Stored items:
--- START ---

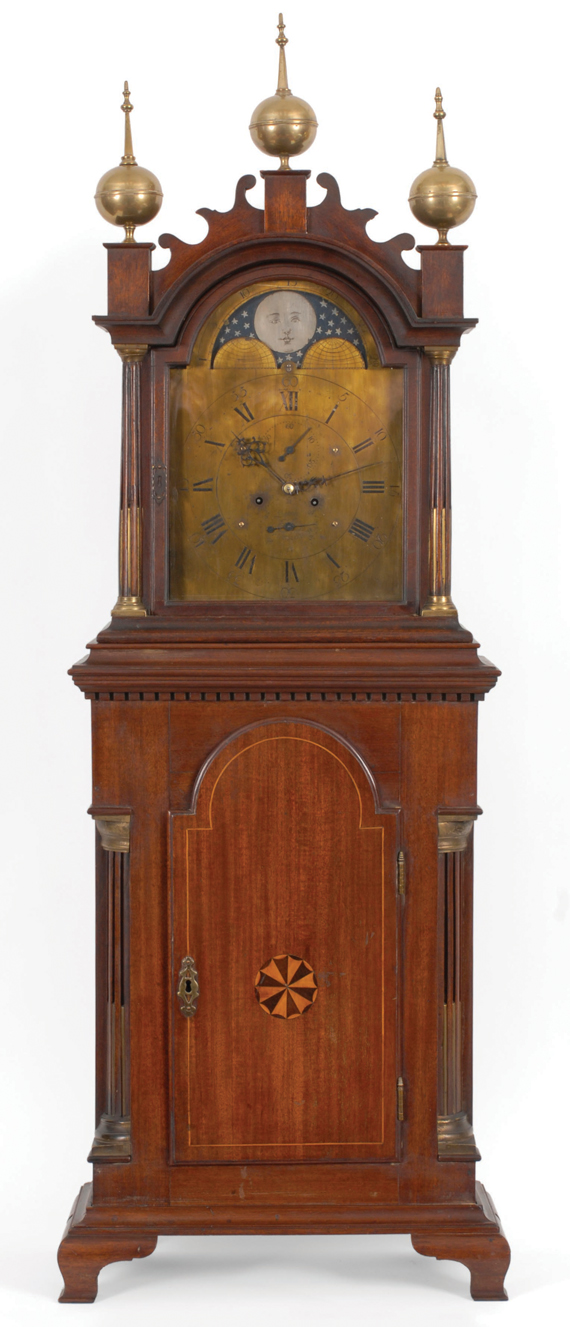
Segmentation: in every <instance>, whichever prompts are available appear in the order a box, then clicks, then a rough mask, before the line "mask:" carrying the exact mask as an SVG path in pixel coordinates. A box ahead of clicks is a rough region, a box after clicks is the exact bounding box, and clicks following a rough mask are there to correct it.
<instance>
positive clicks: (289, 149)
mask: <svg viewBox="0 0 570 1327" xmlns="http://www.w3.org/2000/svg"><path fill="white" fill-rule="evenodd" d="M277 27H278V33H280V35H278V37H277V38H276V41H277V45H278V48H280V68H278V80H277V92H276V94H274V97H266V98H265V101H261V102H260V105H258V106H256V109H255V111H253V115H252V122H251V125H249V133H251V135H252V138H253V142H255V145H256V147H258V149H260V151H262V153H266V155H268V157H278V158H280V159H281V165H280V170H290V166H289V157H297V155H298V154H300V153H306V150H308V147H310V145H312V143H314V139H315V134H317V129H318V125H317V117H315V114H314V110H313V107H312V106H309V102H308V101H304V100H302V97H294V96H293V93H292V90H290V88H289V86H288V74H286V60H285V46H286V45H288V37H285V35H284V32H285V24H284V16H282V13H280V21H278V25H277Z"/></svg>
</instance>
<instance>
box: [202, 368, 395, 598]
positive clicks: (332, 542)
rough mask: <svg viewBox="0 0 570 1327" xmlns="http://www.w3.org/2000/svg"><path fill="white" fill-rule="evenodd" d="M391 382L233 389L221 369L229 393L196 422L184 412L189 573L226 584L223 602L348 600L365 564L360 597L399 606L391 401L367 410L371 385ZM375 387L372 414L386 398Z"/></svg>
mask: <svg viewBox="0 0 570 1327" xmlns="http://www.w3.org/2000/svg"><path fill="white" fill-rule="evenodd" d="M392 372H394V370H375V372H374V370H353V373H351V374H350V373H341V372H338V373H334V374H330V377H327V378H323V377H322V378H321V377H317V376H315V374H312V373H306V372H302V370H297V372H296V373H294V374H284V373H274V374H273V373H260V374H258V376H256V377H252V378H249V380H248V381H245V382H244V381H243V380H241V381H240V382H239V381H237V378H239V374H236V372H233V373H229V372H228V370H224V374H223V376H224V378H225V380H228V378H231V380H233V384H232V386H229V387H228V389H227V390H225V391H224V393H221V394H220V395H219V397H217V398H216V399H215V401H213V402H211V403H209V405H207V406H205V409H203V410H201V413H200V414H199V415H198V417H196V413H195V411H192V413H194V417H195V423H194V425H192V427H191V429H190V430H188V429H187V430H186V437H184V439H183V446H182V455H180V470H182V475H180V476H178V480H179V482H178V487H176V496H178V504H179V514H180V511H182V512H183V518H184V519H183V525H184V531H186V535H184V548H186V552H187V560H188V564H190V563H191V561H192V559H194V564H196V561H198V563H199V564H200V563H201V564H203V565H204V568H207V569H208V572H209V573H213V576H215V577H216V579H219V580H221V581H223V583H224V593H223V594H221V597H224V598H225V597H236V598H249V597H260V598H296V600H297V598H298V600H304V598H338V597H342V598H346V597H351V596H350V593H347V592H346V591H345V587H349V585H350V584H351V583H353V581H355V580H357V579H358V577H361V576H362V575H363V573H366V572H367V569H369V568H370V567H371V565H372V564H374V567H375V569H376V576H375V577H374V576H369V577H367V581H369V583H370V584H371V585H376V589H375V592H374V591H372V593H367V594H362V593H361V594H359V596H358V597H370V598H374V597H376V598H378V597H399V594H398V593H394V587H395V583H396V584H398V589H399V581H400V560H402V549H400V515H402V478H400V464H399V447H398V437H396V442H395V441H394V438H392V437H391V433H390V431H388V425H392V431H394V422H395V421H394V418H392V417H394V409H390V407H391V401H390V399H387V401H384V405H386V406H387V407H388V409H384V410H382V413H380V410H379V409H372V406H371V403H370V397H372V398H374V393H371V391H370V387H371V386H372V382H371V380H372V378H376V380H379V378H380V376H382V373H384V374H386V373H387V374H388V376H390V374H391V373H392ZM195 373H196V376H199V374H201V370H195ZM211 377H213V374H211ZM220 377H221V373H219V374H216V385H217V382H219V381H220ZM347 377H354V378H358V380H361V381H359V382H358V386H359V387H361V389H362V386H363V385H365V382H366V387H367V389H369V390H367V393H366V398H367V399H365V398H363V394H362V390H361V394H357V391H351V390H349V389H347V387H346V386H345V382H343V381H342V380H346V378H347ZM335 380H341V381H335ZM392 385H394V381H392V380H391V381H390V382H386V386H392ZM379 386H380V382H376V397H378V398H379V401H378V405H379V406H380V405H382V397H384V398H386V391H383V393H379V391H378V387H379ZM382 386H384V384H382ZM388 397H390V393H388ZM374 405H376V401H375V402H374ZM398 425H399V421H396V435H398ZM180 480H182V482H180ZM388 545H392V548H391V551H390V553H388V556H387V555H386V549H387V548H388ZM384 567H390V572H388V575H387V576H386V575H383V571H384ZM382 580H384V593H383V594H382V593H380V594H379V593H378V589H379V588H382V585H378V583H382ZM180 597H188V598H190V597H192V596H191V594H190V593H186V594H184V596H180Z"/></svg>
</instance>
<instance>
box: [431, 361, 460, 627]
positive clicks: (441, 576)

--- END ---
--- START ---

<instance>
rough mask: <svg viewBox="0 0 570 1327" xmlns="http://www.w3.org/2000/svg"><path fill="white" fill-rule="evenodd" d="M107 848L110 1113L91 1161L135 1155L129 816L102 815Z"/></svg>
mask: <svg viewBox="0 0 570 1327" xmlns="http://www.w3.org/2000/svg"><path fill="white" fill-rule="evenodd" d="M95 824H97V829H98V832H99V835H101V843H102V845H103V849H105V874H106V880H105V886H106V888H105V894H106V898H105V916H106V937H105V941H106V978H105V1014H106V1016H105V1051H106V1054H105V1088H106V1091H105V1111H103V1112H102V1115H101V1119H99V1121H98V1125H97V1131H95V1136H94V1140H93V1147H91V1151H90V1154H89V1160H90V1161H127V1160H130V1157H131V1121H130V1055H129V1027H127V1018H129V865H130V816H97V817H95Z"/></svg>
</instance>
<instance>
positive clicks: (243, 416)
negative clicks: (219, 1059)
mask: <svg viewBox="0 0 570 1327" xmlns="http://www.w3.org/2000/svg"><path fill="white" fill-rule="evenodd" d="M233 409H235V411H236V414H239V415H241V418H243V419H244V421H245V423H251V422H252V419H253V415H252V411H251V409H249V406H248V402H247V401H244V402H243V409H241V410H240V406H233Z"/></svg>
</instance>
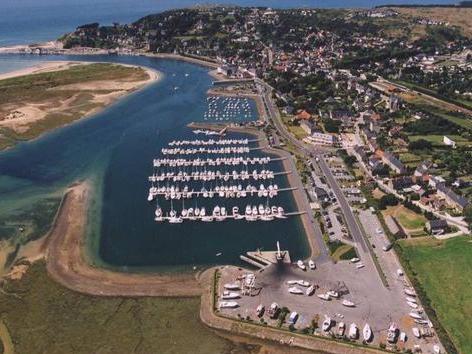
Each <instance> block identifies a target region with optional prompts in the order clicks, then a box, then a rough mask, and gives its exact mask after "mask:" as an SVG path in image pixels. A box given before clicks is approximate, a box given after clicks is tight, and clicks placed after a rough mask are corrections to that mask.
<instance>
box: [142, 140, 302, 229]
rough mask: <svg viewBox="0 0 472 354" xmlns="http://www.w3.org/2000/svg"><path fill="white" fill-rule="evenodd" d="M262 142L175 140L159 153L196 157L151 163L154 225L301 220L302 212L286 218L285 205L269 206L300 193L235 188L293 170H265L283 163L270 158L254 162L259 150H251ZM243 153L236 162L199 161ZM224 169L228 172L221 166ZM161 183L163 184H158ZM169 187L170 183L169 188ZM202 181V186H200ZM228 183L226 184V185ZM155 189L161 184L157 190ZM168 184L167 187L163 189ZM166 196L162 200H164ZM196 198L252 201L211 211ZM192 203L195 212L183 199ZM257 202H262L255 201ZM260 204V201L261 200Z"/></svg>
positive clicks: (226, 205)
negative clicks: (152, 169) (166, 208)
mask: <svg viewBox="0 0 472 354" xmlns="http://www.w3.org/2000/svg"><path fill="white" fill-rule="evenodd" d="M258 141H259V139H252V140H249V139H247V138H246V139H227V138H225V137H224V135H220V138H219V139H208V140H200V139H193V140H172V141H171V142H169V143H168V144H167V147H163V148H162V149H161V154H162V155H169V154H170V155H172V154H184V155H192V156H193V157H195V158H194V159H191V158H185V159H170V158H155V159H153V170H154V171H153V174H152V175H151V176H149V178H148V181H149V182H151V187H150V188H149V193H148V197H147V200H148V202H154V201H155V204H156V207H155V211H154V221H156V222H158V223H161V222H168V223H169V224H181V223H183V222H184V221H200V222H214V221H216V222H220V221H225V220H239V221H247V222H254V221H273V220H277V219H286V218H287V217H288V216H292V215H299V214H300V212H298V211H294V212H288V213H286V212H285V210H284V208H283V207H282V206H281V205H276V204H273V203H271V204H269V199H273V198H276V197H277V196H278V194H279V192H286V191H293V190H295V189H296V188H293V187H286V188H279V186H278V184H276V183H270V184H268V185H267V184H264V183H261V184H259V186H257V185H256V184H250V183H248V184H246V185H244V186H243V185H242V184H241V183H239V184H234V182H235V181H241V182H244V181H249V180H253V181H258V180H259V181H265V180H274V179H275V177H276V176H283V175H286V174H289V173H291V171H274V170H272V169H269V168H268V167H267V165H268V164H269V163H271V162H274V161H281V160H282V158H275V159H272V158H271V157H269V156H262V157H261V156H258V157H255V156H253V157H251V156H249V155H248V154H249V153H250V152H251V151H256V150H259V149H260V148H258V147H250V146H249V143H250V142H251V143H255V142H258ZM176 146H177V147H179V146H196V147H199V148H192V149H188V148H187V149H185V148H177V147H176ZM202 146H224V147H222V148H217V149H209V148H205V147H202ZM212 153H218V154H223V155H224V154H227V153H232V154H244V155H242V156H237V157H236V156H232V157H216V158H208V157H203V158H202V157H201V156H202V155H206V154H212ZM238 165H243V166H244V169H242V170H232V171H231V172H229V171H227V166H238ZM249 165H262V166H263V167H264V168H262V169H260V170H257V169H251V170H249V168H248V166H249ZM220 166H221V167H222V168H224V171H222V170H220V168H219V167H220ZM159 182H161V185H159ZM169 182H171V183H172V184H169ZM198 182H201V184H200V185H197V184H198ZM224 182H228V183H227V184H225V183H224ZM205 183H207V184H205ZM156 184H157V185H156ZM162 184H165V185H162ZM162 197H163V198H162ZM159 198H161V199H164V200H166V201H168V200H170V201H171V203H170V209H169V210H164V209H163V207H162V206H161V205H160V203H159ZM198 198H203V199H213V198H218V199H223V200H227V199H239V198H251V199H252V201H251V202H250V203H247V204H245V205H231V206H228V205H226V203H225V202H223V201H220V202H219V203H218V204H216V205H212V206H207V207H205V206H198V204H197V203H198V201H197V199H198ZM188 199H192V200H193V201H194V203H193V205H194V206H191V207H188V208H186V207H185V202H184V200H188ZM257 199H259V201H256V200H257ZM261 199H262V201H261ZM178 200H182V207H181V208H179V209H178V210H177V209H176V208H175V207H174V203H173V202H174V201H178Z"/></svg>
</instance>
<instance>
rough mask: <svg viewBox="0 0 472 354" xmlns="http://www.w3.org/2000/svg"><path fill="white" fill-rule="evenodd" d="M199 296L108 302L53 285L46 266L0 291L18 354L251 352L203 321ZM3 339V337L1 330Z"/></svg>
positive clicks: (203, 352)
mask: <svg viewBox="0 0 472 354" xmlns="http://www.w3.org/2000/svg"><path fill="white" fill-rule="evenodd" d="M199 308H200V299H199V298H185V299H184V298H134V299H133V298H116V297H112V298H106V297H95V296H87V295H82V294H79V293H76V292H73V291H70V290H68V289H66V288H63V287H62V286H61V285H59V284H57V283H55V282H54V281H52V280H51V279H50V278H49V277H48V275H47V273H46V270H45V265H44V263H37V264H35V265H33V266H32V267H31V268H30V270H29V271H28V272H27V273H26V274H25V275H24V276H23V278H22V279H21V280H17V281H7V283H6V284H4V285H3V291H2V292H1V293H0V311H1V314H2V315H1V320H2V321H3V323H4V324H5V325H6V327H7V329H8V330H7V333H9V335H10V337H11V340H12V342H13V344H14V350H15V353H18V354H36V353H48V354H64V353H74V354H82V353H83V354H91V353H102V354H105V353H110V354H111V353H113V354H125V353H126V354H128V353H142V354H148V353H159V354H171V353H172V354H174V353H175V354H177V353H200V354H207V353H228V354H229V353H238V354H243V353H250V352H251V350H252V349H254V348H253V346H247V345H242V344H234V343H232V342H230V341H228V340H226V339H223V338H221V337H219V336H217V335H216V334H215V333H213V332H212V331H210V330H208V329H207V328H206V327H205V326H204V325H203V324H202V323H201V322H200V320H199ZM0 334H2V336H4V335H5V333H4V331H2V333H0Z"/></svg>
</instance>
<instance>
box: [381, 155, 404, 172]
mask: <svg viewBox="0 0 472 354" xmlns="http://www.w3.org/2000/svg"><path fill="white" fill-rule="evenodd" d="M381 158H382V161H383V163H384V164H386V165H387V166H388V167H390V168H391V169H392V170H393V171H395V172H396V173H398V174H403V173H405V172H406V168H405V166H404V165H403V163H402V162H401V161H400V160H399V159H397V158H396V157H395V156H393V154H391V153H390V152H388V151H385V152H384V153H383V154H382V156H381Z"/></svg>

--- END ---

▶ **Try it**
Show, from the records above, every line that includes "before".

▶ **Exercise output**
Segmentation: in every <instance>, whichever prompts are available appear in the order a box, then clicks, then a rough mask, before the line "mask:" carrying the exact mask as an SVG path in pixel coordinates. A box ahead of clicks is a rough region, a box after clicks is the exact bounding box, and clicks following a rough mask are there to correct it.
Each <instance> block identifies a target region with optional prompts in the order clicks, then a box, then a rough mask, and gives its exact mask after "mask:" as an SVG path in image pixels. A box given before clicks is approximate, a box given after clicks is tight, and clicks placed after a rough mask are corrections to that mask.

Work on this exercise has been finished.